• **Aim of the task**: An exact copy of every record is the required answer.

• **Data**:

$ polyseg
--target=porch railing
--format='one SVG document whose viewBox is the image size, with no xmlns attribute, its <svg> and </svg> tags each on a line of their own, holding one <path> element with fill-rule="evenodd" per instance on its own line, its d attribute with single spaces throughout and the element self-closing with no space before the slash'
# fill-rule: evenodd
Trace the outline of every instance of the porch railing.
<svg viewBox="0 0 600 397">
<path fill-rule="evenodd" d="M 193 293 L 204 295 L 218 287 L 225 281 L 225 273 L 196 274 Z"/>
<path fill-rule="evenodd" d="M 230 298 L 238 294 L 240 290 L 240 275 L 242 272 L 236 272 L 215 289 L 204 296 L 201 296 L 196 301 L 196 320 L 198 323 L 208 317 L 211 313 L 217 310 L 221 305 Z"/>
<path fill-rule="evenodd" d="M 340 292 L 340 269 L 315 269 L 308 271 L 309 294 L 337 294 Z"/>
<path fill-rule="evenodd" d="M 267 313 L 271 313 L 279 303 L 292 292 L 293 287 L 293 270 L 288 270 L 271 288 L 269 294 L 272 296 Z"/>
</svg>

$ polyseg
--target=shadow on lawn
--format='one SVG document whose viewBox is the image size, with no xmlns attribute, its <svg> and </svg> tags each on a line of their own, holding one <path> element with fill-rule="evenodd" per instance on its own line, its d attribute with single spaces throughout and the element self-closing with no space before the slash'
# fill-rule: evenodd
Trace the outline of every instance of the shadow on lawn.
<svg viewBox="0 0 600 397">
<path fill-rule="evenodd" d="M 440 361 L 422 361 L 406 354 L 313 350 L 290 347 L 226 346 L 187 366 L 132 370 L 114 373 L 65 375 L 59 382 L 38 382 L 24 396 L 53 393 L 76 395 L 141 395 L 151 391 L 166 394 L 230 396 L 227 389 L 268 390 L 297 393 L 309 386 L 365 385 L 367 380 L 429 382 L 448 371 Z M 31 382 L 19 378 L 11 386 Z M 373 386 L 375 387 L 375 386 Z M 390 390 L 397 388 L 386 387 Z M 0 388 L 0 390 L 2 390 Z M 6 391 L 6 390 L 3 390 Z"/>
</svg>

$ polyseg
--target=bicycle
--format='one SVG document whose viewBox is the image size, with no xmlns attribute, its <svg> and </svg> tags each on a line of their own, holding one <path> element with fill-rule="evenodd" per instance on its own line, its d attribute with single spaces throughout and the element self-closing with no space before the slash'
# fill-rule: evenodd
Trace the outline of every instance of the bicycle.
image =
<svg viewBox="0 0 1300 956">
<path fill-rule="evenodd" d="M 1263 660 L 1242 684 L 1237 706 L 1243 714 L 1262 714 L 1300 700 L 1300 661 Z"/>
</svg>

• **Written answer**:
$ polyseg
--target=porch railing
--format='one SVG document whose viewBox is the image size, with no xmlns attribute, its <svg> and </svg> tags each on a line of their own, holding one <path> element with fill-rule="evenodd" per instance on its own line, its d attribute with single spaces throughout and the element self-closing with no space before the slash'
# fill-rule: evenodd
Trace the outline of every instance of the porch railing.
<svg viewBox="0 0 600 397">
<path fill-rule="evenodd" d="M 193 293 L 204 295 L 218 287 L 225 281 L 225 273 L 196 274 Z"/>
<path fill-rule="evenodd" d="M 230 298 L 238 294 L 240 290 L 240 275 L 242 272 L 236 272 L 215 289 L 204 296 L 201 296 L 196 301 L 196 320 L 198 323 L 208 317 L 211 313 L 217 310 L 221 305 Z"/>
<path fill-rule="evenodd" d="M 340 292 L 340 269 L 315 269 L 308 271 L 309 294 L 337 294 Z"/>
<path fill-rule="evenodd" d="M 267 313 L 271 313 L 279 303 L 292 292 L 293 287 L 293 270 L 288 270 L 271 288 L 269 294 L 272 296 Z"/>
</svg>

$ polyseg
--target=shadow on lawn
--format='one SVG document whose viewBox is the image size, with no xmlns attribute, its <svg> and </svg> tags each on a line of their own, holding one <path> element with fill-rule="evenodd" per instance on its own line, its d attribute with single spaces throughout and the element self-closing with no space before the slash'
# fill-rule: evenodd
Trace the outline of every instance of the shadow on lawn.
<svg viewBox="0 0 600 397">
<path fill-rule="evenodd" d="M 440 361 L 422 361 L 406 354 L 313 350 L 290 347 L 226 346 L 187 366 L 132 370 L 114 373 L 65 375 L 59 382 L 38 382 L 24 396 L 53 393 L 76 395 L 141 395 L 151 391 L 166 394 L 230 396 L 227 389 L 268 390 L 297 393 L 309 386 L 365 385 L 367 380 L 429 382 L 448 371 Z M 31 382 L 19 378 L 11 386 Z M 373 386 L 375 387 L 375 386 Z M 390 390 L 397 388 L 386 387 Z M 0 388 L 0 390 L 2 390 Z M 6 391 L 6 390 L 3 390 Z"/>
</svg>

$ polyseg
--target=bicycle
--format='one SVG document whose viewBox is the image size, with no xmlns attribute, its <svg> and </svg> tags each on a line of their own, holding one <path> element with fill-rule="evenodd" per instance on its own line, its d attribute with single spaces throughout and the element self-closing with no space before the slash'
# fill-rule: evenodd
Trace the outline of every instance of the bicycle.
image =
<svg viewBox="0 0 1300 956">
<path fill-rule="evenodd" d="M 1263 660 L 1242 684 L 1237 706 L 1243 714 L 1262 714 L 1300 700 L 1300 661 Z"/>
</svg>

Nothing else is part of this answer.